↓↓↓

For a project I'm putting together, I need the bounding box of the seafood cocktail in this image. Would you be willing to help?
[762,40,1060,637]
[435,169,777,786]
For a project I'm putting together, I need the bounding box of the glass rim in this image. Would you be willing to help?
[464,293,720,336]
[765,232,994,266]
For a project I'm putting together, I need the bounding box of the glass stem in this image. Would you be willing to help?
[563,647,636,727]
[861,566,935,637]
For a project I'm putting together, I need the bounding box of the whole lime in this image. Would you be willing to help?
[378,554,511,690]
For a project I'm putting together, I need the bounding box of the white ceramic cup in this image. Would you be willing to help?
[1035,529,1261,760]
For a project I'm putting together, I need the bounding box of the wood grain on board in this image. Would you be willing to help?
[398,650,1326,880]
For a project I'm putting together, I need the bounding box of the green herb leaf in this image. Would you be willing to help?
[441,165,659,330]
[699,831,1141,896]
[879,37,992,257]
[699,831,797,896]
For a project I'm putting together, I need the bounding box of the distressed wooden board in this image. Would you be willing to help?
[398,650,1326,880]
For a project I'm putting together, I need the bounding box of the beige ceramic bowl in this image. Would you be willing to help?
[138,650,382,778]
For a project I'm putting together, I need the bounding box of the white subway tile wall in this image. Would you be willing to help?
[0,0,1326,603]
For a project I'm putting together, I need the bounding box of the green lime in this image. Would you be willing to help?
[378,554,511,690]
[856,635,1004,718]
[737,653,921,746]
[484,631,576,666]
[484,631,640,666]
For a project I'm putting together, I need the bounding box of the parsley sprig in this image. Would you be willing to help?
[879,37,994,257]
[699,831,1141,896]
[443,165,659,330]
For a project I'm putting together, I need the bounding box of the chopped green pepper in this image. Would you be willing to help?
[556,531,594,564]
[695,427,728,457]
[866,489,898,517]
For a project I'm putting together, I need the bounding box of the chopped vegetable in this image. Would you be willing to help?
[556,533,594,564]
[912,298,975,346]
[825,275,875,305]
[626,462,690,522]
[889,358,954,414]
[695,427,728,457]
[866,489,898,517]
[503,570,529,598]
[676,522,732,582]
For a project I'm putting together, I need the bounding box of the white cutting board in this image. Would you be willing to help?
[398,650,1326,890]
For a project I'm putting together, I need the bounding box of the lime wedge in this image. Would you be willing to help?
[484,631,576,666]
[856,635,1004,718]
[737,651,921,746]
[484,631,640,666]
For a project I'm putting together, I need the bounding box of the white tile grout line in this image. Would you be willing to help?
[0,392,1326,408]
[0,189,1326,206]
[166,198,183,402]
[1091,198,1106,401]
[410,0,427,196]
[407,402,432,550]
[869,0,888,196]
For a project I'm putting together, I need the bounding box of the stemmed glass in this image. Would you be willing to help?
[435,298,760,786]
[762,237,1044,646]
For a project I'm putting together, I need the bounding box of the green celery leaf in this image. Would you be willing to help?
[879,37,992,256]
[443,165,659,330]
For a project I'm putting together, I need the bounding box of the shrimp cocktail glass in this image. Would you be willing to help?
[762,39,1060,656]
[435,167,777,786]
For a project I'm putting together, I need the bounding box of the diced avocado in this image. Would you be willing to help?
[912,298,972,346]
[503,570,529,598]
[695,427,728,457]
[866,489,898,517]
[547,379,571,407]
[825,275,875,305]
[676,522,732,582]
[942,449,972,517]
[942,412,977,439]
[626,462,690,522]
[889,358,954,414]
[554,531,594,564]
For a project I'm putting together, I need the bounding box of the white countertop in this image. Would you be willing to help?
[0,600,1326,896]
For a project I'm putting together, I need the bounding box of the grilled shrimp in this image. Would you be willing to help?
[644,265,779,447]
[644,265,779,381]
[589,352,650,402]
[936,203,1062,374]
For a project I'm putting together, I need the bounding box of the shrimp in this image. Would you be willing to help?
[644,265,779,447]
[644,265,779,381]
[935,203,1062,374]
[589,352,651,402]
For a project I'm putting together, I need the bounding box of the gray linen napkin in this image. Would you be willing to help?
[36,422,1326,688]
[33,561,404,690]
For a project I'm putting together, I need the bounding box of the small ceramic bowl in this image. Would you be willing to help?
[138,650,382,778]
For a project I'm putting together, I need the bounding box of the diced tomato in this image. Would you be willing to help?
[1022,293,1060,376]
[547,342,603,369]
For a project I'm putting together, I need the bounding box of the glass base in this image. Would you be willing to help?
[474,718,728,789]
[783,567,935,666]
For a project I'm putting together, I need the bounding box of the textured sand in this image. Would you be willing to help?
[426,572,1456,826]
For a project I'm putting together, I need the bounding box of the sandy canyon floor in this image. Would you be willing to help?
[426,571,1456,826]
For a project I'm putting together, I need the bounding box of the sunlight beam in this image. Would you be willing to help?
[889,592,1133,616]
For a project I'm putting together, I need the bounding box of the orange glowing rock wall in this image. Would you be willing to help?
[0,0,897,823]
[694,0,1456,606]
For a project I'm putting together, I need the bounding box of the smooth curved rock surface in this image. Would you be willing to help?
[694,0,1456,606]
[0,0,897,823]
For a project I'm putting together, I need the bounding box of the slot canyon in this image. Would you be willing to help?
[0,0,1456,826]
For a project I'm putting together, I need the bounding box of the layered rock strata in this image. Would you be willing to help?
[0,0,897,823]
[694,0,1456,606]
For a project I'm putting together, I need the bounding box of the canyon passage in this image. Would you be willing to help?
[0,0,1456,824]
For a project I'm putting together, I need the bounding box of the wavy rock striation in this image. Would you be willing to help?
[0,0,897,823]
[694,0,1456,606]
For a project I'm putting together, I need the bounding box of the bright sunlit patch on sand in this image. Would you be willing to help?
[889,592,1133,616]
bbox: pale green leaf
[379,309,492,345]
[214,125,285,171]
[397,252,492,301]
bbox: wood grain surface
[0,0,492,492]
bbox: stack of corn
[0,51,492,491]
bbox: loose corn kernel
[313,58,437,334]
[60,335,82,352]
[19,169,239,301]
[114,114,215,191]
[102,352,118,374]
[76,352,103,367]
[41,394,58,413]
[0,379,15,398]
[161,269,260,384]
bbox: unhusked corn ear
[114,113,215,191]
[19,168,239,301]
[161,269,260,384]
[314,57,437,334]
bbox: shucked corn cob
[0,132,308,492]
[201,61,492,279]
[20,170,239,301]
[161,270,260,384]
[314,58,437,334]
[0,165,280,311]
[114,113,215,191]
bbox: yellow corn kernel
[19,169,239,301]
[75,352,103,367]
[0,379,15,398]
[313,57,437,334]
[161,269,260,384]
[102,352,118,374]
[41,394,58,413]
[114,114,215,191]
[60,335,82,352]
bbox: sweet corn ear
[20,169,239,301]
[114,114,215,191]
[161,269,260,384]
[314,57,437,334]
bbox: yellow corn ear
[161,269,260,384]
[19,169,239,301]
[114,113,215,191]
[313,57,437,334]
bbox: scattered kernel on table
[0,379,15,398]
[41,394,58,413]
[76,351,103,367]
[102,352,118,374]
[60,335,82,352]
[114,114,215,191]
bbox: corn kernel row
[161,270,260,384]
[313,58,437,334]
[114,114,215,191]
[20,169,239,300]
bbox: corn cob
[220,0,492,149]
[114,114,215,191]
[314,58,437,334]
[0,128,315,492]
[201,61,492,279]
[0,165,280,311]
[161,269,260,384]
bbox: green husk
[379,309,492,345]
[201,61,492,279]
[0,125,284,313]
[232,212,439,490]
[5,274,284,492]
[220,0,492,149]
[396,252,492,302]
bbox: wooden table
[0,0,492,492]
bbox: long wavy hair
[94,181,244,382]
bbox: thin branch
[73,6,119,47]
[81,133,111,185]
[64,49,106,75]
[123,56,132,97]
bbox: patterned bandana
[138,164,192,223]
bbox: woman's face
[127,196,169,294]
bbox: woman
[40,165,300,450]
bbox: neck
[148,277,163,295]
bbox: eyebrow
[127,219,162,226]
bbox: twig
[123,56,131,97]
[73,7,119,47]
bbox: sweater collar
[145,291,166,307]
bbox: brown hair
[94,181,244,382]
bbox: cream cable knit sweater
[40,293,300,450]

↑↑↑

TO DO >>
Rewrite the part of the records that opens with the line containing "of the stemmed" and closes with the line containing "[762,237,1044,646]", putting "wine glass" in place of "stemmed glass" and keeping everything else the same.

COMPLETE ANSWER >>
For a project I'm putting together, I need the bounding box of the wine glass in this image. Would you be willing to help?
[435,298,760,786]
[762,237,1044,646]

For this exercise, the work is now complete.